▶ [TASK PROMPT] An exact reproduction of the data below is expected, free of images.
*** DATA PROVIDED ***
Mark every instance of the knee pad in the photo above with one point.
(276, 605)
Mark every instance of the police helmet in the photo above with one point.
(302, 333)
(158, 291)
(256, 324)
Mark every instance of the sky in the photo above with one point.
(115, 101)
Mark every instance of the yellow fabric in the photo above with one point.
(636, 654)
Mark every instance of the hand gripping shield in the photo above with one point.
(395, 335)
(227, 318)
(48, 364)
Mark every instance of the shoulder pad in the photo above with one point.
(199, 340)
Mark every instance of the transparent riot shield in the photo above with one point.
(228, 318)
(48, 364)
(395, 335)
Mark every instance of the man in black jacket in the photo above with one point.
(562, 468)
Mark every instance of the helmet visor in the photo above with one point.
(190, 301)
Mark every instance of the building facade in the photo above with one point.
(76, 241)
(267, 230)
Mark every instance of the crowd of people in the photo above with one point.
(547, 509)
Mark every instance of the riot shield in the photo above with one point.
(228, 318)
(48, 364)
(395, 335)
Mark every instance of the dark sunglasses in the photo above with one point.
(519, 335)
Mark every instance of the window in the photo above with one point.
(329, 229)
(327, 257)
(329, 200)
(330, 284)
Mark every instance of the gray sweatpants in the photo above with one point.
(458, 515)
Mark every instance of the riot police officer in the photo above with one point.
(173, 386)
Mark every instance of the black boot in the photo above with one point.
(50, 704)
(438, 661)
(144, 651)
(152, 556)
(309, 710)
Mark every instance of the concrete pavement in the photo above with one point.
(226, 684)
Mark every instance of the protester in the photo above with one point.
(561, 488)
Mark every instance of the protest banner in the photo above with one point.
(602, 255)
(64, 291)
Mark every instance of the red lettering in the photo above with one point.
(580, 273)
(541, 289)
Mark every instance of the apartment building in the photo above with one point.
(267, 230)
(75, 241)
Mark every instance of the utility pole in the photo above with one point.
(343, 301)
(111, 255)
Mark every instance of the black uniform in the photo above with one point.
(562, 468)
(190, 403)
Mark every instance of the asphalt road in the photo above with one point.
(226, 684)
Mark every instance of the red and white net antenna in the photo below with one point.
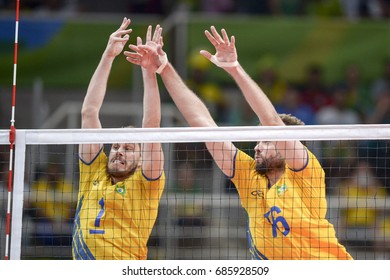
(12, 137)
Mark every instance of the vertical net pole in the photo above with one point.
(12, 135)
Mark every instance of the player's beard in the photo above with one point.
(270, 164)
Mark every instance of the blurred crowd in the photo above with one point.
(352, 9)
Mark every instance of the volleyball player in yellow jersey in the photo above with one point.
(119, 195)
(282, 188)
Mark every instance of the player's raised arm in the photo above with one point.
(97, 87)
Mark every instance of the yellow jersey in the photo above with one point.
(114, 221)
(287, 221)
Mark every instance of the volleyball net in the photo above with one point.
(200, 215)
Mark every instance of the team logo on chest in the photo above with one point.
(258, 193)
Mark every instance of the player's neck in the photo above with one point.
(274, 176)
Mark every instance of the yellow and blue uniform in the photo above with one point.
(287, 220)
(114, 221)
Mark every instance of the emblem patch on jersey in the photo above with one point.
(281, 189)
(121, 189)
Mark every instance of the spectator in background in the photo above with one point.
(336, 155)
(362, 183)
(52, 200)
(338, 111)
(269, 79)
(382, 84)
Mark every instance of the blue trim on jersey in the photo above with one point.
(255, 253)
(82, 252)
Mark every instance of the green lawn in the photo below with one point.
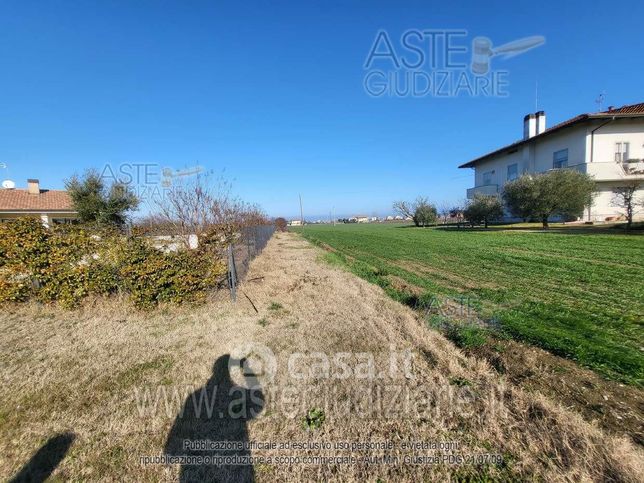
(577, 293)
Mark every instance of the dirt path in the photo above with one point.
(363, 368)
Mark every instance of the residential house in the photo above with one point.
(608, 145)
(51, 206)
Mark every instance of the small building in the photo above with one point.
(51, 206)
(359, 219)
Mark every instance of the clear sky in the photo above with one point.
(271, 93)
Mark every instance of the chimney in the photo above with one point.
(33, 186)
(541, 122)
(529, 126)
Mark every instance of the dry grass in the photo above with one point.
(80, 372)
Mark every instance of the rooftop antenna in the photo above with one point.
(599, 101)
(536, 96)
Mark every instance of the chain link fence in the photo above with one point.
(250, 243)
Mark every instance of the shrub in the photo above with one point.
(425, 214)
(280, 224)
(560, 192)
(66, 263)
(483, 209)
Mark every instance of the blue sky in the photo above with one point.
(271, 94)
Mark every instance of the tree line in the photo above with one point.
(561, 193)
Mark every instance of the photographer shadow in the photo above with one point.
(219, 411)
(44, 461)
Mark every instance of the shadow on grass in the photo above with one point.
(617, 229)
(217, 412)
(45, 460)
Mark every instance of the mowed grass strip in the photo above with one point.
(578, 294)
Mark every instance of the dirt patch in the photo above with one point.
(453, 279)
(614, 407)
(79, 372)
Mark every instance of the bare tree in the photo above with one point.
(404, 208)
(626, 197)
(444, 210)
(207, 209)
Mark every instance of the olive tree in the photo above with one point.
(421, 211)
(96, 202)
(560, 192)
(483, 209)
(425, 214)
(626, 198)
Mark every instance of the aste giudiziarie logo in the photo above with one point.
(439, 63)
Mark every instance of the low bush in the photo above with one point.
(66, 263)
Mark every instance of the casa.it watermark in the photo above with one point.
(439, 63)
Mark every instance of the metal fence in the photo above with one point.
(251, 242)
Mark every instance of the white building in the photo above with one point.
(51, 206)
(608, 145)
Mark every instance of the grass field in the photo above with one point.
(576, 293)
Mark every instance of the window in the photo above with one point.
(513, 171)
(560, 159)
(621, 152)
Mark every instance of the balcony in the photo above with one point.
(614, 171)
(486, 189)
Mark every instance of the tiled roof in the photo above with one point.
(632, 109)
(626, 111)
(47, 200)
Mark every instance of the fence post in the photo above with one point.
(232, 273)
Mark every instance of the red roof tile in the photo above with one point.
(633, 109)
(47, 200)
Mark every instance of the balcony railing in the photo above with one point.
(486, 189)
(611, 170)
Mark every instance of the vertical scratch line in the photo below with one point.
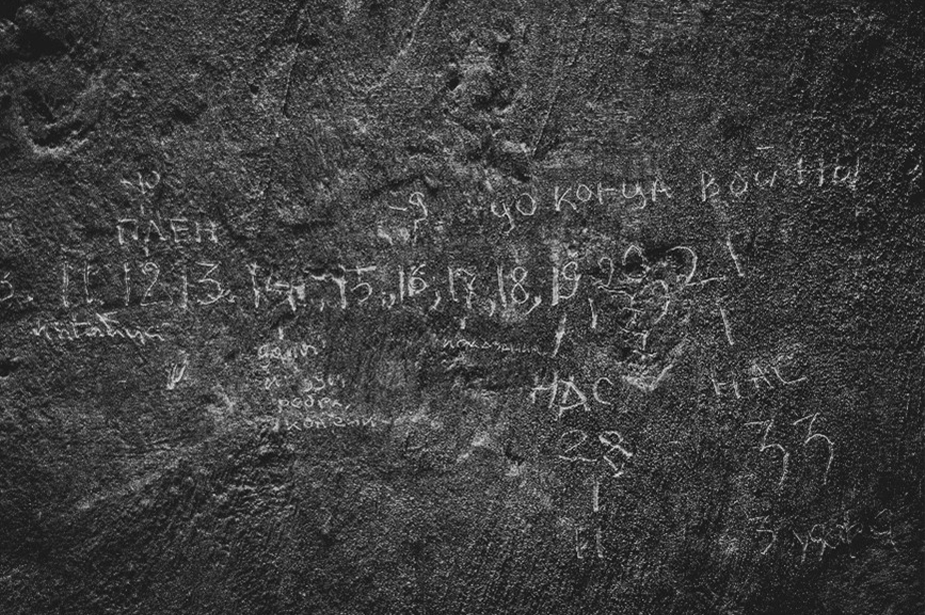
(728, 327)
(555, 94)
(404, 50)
*** End of DATA PROVIDED ***
▶ [TASK ANSWER]
Mark every instance of the knee pad in the photo above with one point.
(276, 605)
Mark every instance of the police helmet in the photo above with one point.
(302, 333)
(158, 291)
(256, 324)
Mark every instance of the sky in the photo above with one point.
(115, 101)
Mark every instance of the yellow fabric in the photo above with one point.
(636, 654)
Mark every instance of the hand gripping shield in the photo above with one point.
(395, 335)
(227, 318)
(48, 364)
Mark every instance of the shoulder pad in the photo above with one point.
(199, 340)
Mark every instance of the transparent riot shield in the photo above with one point.
(228, 318)
(48, 364)
(395, 335)
Mark every instance of the man in black jacket in the photo above with one point.
(562, 468)
Mark every instance of the helmet visor in the photo above with one point.
(190, 301)
Mark every instance of the building facade in the photo above with one point.
(76, 241)
(267, 230)
Mark every instance of the crowd of people in the photo above with one point.
(547, 509)
Mark every instance of the riot shield in the photo above with one point.
(228, 318)
(48, 364)
(395, 335)
Mark every instance of the dark sunglasses in the photo above with one point.
(519, 335)
Mark every instance of the window in the photo above with one point.
(329, 229)
(327, 257)
(329, 200)
(330, 284)
Mark every instance of the gray sweatpants in the photo above with one point.
(458, 515)
Mark every instance of the riot police officer in the photo above with one point.
(173, 386)
Mark every instance of the black boot in the photo above with one point.
(50, 704)
(438, 661)
(144, 651)
(152, 556)
(309, 710)
Mark every instance of the concrete pavement in the photo above with one point.
(226, 684)
Mark every instance of the protester in the photo above with one point.
(561, 488)
Mark every instance of the protest banner in the photo above with one point.
(602, 255)
(64, 291)
Mark every instance of the red lettering in the photo above with one point.
(580, 273)
(541, 289)
Mark every instance of the apartment building in the photo above with one point.
(267, 230)
(75, 241)
Mark every instance of the utility pole in the photo above with one point.
(343, 301)
(111, 255)
Mark every instance of the black uniform in the photo above with one point.
(562, 468)
(190, 403)
Mark every instance of the asphalt road in the photo above with one point.
(226, 684)
Mark every instance of the red and white net antenna in the photo below with one point.
(12, 137)
Mark every instance of the vertical net pole in the photo above with one point.
(12, 135)
Mark every instance of the player's beard in the photo above with one point.
(270, 164)
Mark every instance of the blurred crowd in the photo above with one point.
(352, 9)
Mark every instance of the volleyball player in yellow jersey in the photo above with one point.
(119, 195)
(282, 188)
Mark every instance of the player's raised arm in the photo above with one point.
(97, 87)
Mark every instance of the yellow jersey in the photo above with one point.
(114, 221)
(287, 221)
Mark every instance of the volleyball net in the photo above with one point.
(200, 215)
Mark every instance of the team logo on chest in the photo above with one point.
(258, 193)
Mark every instance of the player's neck in the photo above with one point.
(274, 176)
Mark every instance of the yellow and blue uniform in the photo above with one point.
(287, 220)
(114, 221)
Mark every instance of the emblem patch on jersey in the photo above with one point.
(281, 189)
(121, 189)
Mark every instance of the spectator in background in the photo above with one point.
(336, 155)
(362, 183)
(52, 200)
(338, 111)
(269, 79)
(382, 84)
Mark every instance of the blue trim on jersey in the photo above with one point.
(255, 253)
(82, 252)
Mark every instance of the green lawn in the photo below with one point.
(577, 293)
Mark every instance of the dirt path in the photo above with one point.
(363, 368)
Mark every instance of the residential house in the photo above with one point.
(608, 145)
(51, 206)
Mark every instance of the small building in the photo above with one point.
(51, 206)
(359, 219)
Mark every instance of the clear sky in the photo above with one point.
(271, 93)
Mark every instance of the chimney in the photo above with one point.
(33, 186)
(541, 122)
(529, 126)
Mark every instance of the dry grass in the photo above with one point.
(80, 372)
Mark every instance of the rooftop antenna in the photo above with one point.
(599, 101)
(536, 96)
Mark every instance of the chain link fence in the photo above with one point.
(250, 243)
Mark every instance of the shrub in the photo above with one point.
(425, 214)
(280, 224)
(560, 192)
(66, 263)
(483, 209)
Mark every instance of the blue sky in the photo above with one point.
(271, 94)
Mark every instance of the tree line in the photo above with one point.
(561, 193)
Mark every instance of the photographer shadow in the photo above with one point.
(219, 411)
(44, 461)
Mark every instance of the shadow on grass in the photo above with one point.
(617, 229)
(217, 412)
(45, 460)
Mark every instance of the mowed grass strip in the photo above with one point.
(578, 294)
Mark every instance of the dirt patch in the photo above with one point.
(453, 279)
(614, 407)
(79, 372)
Mark every instance of the bare tree in the photo above with one point.
(404, 208)
(626, 197)
(444, 210)
(207, 209)
Mark every instance of the olive tree in the photo above with one point.
(421, 211)
(96, 202)
(560, 192)
(483, 209)
(425, 214)
(626, 198)
Mark every instance of the aste giudiziarie logo in the photo above with one point.
(439, 63)
Mark every instance of the low bush in the photo above with one point.
(66, 263)
Mark every instance of the casa.it watermark in the photo above with one point.
(439, 63)
Mark every instance of the metal fence in the photo above with one point.
(251, 242)
Mark every instance of the white building in the photo above with one point.
(51, 206)
(608, 145)
Mark every instance of the grass field in the photo above with one point.
(576, 293)
Mark every instance of the window in the photo above with one point.
(513, 171)
(560, 159)
(621, 152)
Mark every instance of the balcony in the photo above with one point.
(614, 171)
(486, 189)
Mark every instance of the tiled roof in the photo above with one point.
(632, 109)
(626, 111)
(47, 200)
Mark every instance of the fence post in the photo above with one point.
(232, 273)
Mark every instance of the red roof tile in the photo above with one point.
(633, 109)
(47, 200)
Mark every instance of the balcony railing in the photo above with one point.
(486, 189)
(611, 170)
Mark every instance of the vertical scratch line in the photo below with one point.
(728, 327)
(555, 94)
(404, 50)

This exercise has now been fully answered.